** BEGIN Data for processing **

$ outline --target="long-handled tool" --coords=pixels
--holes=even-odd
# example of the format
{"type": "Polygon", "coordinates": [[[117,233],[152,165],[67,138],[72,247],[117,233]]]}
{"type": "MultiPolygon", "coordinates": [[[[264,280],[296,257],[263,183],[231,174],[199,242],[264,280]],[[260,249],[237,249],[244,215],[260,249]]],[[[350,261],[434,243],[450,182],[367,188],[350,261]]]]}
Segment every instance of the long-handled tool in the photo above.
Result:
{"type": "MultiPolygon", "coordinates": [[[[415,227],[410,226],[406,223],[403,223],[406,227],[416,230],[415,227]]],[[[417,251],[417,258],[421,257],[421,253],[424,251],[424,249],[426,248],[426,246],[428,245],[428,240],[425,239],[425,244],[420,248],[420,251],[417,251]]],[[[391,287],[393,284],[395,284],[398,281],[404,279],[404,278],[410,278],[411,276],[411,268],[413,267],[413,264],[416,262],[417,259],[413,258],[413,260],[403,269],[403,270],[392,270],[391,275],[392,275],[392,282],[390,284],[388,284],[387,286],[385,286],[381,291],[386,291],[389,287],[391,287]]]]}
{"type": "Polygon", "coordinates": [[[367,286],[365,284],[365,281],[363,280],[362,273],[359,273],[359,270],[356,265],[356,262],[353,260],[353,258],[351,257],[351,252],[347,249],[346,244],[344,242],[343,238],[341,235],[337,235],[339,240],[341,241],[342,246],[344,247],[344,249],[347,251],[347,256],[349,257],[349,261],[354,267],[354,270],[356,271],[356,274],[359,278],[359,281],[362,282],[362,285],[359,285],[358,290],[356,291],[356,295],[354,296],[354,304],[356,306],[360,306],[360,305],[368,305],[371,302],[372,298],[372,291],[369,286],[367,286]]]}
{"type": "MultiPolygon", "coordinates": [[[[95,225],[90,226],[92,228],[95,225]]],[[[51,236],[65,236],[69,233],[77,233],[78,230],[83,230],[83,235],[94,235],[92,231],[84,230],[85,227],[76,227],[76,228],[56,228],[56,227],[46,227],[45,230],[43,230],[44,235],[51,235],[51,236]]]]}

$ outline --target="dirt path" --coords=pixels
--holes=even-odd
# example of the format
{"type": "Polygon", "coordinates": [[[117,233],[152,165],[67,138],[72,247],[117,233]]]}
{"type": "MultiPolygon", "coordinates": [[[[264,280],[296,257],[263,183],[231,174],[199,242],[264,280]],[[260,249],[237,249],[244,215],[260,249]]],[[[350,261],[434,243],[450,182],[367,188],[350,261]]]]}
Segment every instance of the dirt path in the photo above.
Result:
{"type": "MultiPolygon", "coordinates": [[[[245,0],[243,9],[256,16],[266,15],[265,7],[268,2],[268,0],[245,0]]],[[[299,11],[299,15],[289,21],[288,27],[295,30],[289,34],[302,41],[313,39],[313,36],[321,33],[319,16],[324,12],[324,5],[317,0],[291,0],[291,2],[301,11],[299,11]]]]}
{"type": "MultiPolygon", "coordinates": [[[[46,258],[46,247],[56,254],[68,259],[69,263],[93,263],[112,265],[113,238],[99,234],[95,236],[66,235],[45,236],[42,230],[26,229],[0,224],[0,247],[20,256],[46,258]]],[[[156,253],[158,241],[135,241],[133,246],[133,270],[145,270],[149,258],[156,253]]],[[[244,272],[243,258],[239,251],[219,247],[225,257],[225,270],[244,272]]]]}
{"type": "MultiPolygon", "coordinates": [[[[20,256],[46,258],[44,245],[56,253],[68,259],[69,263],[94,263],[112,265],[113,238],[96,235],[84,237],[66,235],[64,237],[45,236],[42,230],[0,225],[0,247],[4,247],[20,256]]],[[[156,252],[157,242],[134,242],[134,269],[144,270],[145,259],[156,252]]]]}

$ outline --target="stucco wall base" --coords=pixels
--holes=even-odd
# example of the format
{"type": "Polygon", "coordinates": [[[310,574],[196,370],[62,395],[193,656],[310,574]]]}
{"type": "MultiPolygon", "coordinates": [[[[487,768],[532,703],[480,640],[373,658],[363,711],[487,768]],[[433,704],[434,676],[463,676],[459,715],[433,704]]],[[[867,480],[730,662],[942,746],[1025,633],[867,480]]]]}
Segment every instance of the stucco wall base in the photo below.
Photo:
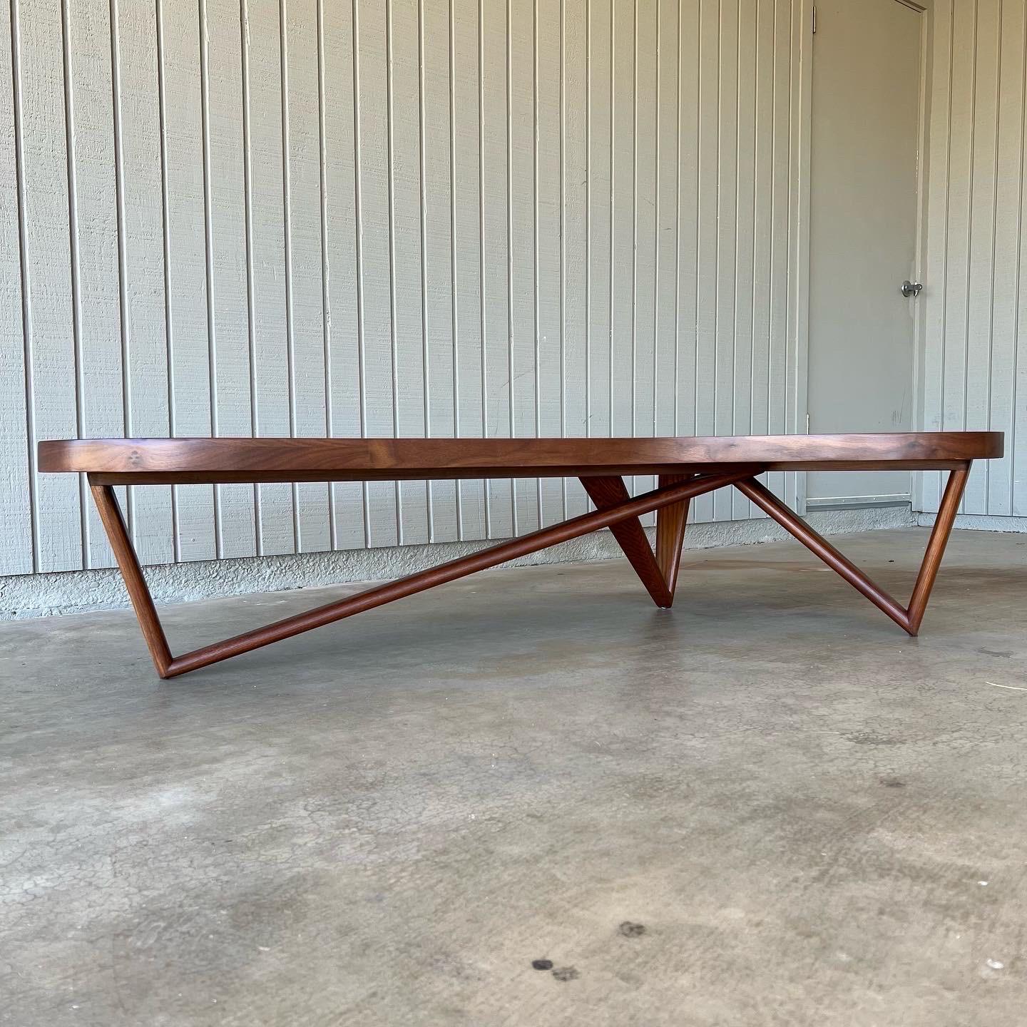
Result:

** END Data for processing **

▶ _Goal_: Every entry should be returned exactly as written, minus the pictures.

▶ _Final answer_:
$ outline --target="long-handled tool" --coords=pixels
--holes=even-odd
# example of the format
{"type": "Polygon", "coordinates": [[[117,233],[152,165],[67,138],[72,247],[117,233]]]}
{"type": "MultiPolygon", "coordinates": [[[[264,280],[296,257],[263,183],[231,174],[199,242],[264,280]],[[260,249],[237,249],[244,215],[260,249]]],[[[350,261],[434,243],[450,182],[367,188],[350,261]]]]}
Segment every instance of the long-handled tool in the photo above.
Result:
{"type": "MultiPolygon", "coordinates": [[[[415,227],[410,226],[406,223],[403,223],[406,227],[416,230],[415,227]]],[[[417,251],[417,258],[421,257],[421,253],[424,251],[424,249],[426,248],[426,246],[428,245],[428,240],[425,239],[425,244],[420,248],[420,251],[417,251]]],[[[391,287],[393,284],[395,284],[398,281],[404,279],[404,278],[410,278],[411,276],[411,268],[413,267],[413,264],[416,262],[417,259],[413,258],[413,260],[403,269],[403,270],[392,270],[391,275],[392,275],[392,282],[390,284],[388,284],[387,286],[385,286],[381,291],[386,291],[389,287],[391,287]]]]}
{"type": "Polygon", "coordinates": [[[367,286],[365,284],[365,281],[363,280],[362,273],[359,273],[359,270],[356,265],[356,262],[353,260],[353,258],[351,257],[351,252],[347,249],[346,244],[344,242],[343,238],[341,235],[337,235],[339,240],[341,241],[342,246],[344,247],[344,249],[347,251],[347,256],[349,257],[349,261],[354,267],[354,270],[356,271],[356,274],[359,278],[359,281],[362,282],[362,285],[359,285],[358,290],[356,291],[356,295],[354,296],[354,304],[356,306],[360,306],[360,305],[368,305],[371,302],[372,298],[372,291],[369,286],[367,286]]]}
{"type": "MultiPolygon", "coordinates": [[[[95,225],[90,226],[92,228],[95,225]]],[[[51,236],[65,236],[69,233],[77,233],[78,230],[83,230],[83,235],[94,235],[92,231],[84,230],[85,227],[76,227],[76,228],[56,228],[56,227],[46,227],[45,230],[43,230],[44,235],[51,235],[51,236]]]]}

$ outline --target="dirt path" --coords=pixels
--holes=even-odd
# example of the format
{"type": "Polygon", "coordinates": [[[117,233],[152,165],[67,138],[72,247],[117,233]]]}
{"type": "MultiPolygon", "coordinates": [[[[264,280],[296,257],[263,183],[231,174],[199,242],[264,280]],[[260,249],[237,249],[244,215],[260,249]]],[[[350,261],[434,243],[450,182],[367,188],[350,261]]]]}
Segment every instance of the dirt path in the photo above.
Result:
{"type": "MultiPolygon", "coordinates": [[[[245,0],[243,9],[256,16],[266,15],[265,7],[268,2],[268,0],[245,0]]],[[[299,11],[299,15],[289,21],[288,27],[295,30],[289,34],[302,41],[313,39],[313,36],[321,33],[319,16],[324,12],[324,5],[317,0],[291,0],[291,2],[301,11],[299,11]]]]}
{"type": "MultiPolygon", "coordinates": [[[[46,258],[46,247],[56,254],[68,259],[69,263],[93,263],[112,265],[113,238],[99,234],[95,236],[66,235],[45,236],[42,230],[26,229],[0,224],[0,247],[20,256],[46,258]]],[[[156,253],[158,241],[135,241],[133,246],[133,270],[145,270],[149,258],[156,253]]],[[[244,272],[243,258],[239,251],[219,247],[225,257],[225,270],[244,272]]]]}
{"type": "MultiPolygon", "coordinates": [[[[20,256],[46,258],[44,245],[56,253],[68,259],[69,263],[94,263],[112,265],[113,238],[96,235],[84,237],[66,235],[64,237],[45,236],[42,230],[0,225],[0,247],[4,247],[20,256]]],[[[156,252],[157,242],[134,242],[134,269],[144,270],[145,259],[156,252]]]]}

$ outline --target="stucco wall base" --coords=pixels
--holes=even-odd
# example of the format
{"type": "Polygon", "coordinates": [[[310,574],[196,370],[62,395],[193,656],[310,574]]]}
{"type": "MultiPolygon", "coordinates": [[[[487,768],[532,703],[480,640],[373,658],[363,711],[487,768]],[[433,704],[434,676],[463,676],[459,715],[433,704]]],[[[867,480],[730,662],[942,746],[1025,633],[867,480]]]]}
Segment every instance of the stucco wall base in the photo below.
Photo:
Result:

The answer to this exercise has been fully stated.